▼▼▼
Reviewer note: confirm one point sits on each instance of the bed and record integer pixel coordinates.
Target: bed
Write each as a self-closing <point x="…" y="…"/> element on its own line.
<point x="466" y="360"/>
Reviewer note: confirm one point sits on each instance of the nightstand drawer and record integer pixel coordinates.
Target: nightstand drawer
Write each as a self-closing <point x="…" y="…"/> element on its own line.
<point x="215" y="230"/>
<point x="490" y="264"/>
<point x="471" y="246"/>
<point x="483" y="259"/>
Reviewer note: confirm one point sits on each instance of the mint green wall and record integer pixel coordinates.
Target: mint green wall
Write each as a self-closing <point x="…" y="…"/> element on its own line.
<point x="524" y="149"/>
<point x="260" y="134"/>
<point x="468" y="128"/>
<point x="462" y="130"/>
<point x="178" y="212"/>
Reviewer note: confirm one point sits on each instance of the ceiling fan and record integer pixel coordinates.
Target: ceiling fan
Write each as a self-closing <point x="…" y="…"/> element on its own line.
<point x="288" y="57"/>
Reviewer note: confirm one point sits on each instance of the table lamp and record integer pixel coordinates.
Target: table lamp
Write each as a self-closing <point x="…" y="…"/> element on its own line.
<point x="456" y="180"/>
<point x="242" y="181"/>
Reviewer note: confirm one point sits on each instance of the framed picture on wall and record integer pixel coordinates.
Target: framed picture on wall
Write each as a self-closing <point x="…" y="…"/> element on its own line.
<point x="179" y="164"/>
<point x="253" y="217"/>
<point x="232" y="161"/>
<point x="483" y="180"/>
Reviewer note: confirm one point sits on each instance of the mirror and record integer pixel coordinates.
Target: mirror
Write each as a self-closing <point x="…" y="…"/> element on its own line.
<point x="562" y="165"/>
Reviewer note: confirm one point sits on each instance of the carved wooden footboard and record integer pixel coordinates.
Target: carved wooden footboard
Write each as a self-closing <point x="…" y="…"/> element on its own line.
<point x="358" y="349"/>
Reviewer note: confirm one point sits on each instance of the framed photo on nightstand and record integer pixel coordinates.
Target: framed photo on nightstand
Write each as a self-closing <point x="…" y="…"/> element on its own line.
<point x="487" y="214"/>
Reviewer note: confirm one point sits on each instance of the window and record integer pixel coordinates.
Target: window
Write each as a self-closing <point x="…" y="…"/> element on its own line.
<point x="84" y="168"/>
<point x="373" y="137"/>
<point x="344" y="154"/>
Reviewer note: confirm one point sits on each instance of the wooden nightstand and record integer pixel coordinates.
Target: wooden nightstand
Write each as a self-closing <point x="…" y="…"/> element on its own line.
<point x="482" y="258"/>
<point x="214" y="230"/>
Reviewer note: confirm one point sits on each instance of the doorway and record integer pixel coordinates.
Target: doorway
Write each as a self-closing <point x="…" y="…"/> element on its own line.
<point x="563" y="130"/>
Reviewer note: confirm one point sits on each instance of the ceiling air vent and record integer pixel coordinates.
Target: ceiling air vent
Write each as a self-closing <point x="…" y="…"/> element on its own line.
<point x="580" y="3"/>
▲▲▲
▶ What is asked
Send back every record, precisely as written.

▶ Written response
Reviewer note: confirm one point sits on each instance of the bed and record integer pixel coordinates.
Target: bed
Write each as a self-closing <point x="…" y="…"/> element on its own line.
<point x="466" y="360"/>
Reviewer note: confirm one point sits on each instance of the nightstand drawer and record integer pixel coordinates.
Target: nightstand drawer
Write each as a self-closing <point x="…" y="…"/> element on its own line.
<point x="215" y="230"/>
<point x="490" y="264"/>
<point x="471" y="246"/>
<point x="483" y="259"/>
Reviewer note: confirm one point sits on each instance of the mint green wall and record integer pixel coordinates.
Target: mint green wall
Write each as a self-closing <point x="…" y="…"/> element on its own line.
<point x="524" y="149"/>
<point x="260" y="134"/>
<point x="468" y="128"/>
<point x="462" y="130"/>
<point x="178" y="212"/>
Reviewer note: confirm one point sits on each instance of the ceiling fan and record integer pixel coordinates.
Target: ceiling fan
Write each as a self-closing <point x="…" y="…"/> element on its own line.
<point x="288" y="57"/>
Reviewer note: confirm one point sits on each instance of the table lamp and record integer pixel coordinates.
Target: table lamp
Write each as a self-closing <point x="…" y="…"/> element on its own line.
<point x="456" y="180"/>
<point x="242" y="181"/>
Reviewer note: confirm one point sits on each instance of the framed picture on wall and record integer pixel coordinates.
Target: framed picture on wall
Write each as a self-closing <point x="…" y="…"/> element on its own line.
<point x="179" y="164"/>
<point x="253" y="217"/>
<point x="232" y="161"/>
<point x="483" y="180"/>
Reviewer note: confirm one point sits on each instance of the mirror and record integer pixel coordinates.
Target: mirror
Write each as a self-closing <point x="…" y="…"/> element on its own line.
<point x="562" y="165"/>
Reviewer note: confirm one point sits on each instance of the carved wooden footboard and record integer pixel coordinates.
Target: carved wooden footboard
Write each as a self-closing <point x="…" y="…"/> element on its own line.
<point x="358" y="349"/>
Reviewer note: confirm one point sits on each instance of the framed photo on nightstand and record integer pixel coordinates.
Target: framed photo on nightstand
Write each as a self-closing <point x="…" y="…"/> element on its own line.
<point x="487" y="214"/>
Reviewer note: confirm one point sits on each instance of the window and record integer pixel coordinates.
Target: window
Write each as a self-closing <point x="…" y="…"/> element on its own line.
<point x="84" y="168"/>
<point x="373" y="137"/>
<point x="344" y="154"/>
Reviewer note: confirm one point sits on each instance of the wooden nightstand and record integer pixel coordinates.
Target: wooden nightstand
Write each as a self-closing <point x="…" y="…"/> element on its own line.
<point x="482" y="258"/>
<point x="214" y="230"/>
Reviewer note: confirm one point sits on each instance of the doorway and record integer pixel coordinates.
Target: doorway
Write each as a self-closing <point x="…" y="…"/> element on its own line.
<point x="563" y="130"/>
Reviewer note: confirm one point sits on each instance of the ceiling air vent and record integer pixel coordinates.
Target: ceiling air vent
Write each as a self-closing <point x="…" y="…"/> element on its own line.
<point x="580" y="3"/>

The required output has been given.